** Opening AVAILABLE DATA block **

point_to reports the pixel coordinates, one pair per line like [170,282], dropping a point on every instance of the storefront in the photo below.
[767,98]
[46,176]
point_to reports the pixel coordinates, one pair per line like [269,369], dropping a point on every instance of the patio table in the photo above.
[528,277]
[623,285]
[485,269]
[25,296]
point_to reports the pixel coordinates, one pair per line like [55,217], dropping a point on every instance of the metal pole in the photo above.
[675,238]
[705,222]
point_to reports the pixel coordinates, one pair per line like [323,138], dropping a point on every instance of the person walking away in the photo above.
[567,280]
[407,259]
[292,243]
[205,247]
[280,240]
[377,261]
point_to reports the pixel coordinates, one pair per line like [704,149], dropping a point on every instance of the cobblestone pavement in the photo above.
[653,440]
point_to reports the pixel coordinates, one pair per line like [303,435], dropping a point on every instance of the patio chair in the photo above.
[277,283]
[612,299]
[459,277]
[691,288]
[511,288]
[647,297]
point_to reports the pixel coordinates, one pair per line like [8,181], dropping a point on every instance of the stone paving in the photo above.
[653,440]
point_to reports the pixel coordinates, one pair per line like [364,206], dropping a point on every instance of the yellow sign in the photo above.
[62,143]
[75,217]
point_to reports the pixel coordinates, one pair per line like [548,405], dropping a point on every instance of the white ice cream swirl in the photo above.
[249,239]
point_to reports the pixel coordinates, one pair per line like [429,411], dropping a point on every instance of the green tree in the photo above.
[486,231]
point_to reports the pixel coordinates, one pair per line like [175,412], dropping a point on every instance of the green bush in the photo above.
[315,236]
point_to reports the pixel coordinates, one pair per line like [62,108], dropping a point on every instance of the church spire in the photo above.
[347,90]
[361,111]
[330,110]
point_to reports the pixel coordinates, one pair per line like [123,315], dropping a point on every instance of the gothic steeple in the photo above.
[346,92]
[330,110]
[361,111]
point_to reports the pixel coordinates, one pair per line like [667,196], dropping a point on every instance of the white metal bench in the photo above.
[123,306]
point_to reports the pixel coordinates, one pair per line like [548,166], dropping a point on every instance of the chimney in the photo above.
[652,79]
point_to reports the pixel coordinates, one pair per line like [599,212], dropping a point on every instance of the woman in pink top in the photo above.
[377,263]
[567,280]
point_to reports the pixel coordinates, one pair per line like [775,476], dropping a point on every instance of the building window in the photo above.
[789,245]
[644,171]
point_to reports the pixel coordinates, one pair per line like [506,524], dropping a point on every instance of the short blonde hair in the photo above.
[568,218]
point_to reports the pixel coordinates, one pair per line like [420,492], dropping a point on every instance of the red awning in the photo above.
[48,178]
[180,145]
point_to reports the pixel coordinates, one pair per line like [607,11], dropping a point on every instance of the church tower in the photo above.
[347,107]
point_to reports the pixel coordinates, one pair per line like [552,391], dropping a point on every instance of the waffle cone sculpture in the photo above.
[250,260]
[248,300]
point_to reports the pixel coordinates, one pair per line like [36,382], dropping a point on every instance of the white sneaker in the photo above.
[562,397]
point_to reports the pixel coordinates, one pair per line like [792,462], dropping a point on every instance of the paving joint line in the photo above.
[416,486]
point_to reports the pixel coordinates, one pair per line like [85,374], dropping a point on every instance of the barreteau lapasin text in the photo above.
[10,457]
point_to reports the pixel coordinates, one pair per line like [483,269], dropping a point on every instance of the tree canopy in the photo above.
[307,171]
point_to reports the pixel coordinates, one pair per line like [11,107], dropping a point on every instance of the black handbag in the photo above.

** Closing AVAILABLE DATA block **

TASK DESCRIPTION => Each record is to be reproduced exactly as it appears.

EXERCISE RESPONSE =>
point_to reports the pixel coordinates, one pair per line like [170,282], dropping a point on every instance of the storefront in the photo below.
[767,98]
[46,176]
point_to reports the pixel coordinates, one pair per line like [269,369], dropping a point on every instance of the patio table in the photo above.
[528,277]
[623,285]
[485,269]
[25,296]
point_to reports the pixel coordinates, one pair per line like [55,217], dropping a point on every instance of the metal pole in the photo above.
[675,238]
[705,222]
point_to reports the pixel coordinates, one pair per line like [323,138], dropping a point on every instance of the person walking away in the photo above.
[567,280]
[407,259]
[292,243]
[205,247]
[280,240]
[377,261]
point_to reports the pixel coordinates, one pair per line like [704,149], dropping a point on every instance of the cobblestone pavement in the photo above.
[653,440]
point_to reports the pixel coordinates, one pair per line like [303,435], dropping a point on every instance of the patio chair in the photo above.
[277,283]
[612,299]
[459,277]
[691,288]
[511,288]
[647,297]
point_to reports the pixel coordinates, one pair per line like [8,181], dropping a point on every instance of the stone paving in the photo above.
[653,440]
point_to reports the pixel coordinates, one pair per line like [364,206], dropping a point on every instance of the yellow sign in the photo above.
[62,143]
[75,217]
point_to reports the pixel coordinates, one pair per line like [548,405], dropping a point on every instance of the white ice cream swirl in the photo above.
[249,239]
point_to reports the pixel coordinates, one pair per line like [429,411], dropping a point on every instance of the green tree in the photo above.
[486,231]
point_to reports the pixel coordinates, one pair per line like [175,412], dropping a point on every instance of the green bush in the photo above.
[315,236]
point_to reports the pixel coordinates, one pair per line like [62,108], dropping a point on every instance of the church spire in the photo above.
[347,90]
[361,111]
[330,110]
point_to reports the pixel coordinates, one pair per line like [123,315], dropping a point on every instance of the gothic steeple in the photo above.
[346,92]
[330,110]
[361,111]
point_to reports the pixel coordinates, one pair per line like [667,196], dropping a point on every instance of the white metal bench in the photo above.
[123,306]
point_to reports the pixel coordinates, one pair per line like [548,166], dropping a point on every instance of the chimney in the photo above.
[652,79]
point_to reports the pixel coordinates, one pair per line like [599,212], dropping a point on every instance of the woman in pink top in the photo above.
[377,263]
[567,280]
point_to reports the pixel coordinates, one pair per line like [775,476], dropping a point on every instance of the building window in the photo above.
[789,245]
[644,171]
point_to reports the pixel coordinates, one pair per line like [506,524], dropping a point on every instance of the short blonde hair in the photo above.
[568,218]
point_to reports the pixel coordinates, one pair per line like [420,492], dropping a point on every instance of the red awning in the photo above.
[48,178]
[180,145]
point_to reports the pixel coordinates, one pair per line like [607,11], dropping a point on every instance of the church tower in the photo above.
[347,107]
point_to reports the pixel coordinates, one pair per line like [552,391], dropping a point on every instance of the waffle cone sculpture in the photo above.
[250,260]
[248,300]
point_to reports the pixel coordinates, one pair per line like [36,382], dropping a point on every instance of the white sneaker in the photo above.
[562,397]
point_to reports the pixel coordinates, one pair per line like [792,462], dropping a point on every instance of the paving joint line in the photo above.
[416,486]
point_to reports the pixel coordinates, one pair per line like [85,374], dropping a point on every instance of the barreteau lapasin text in the photo above.
[10,457]
point_to reports the pixel coordinates, one pair per line like [483,269], dropping a point on every instance of the tree canopy in the photo above.
[307,171]
point_to reports the pixel coordinates, one pair per line like [11,107], dropping a point on every instance of the black handbag in the photo above.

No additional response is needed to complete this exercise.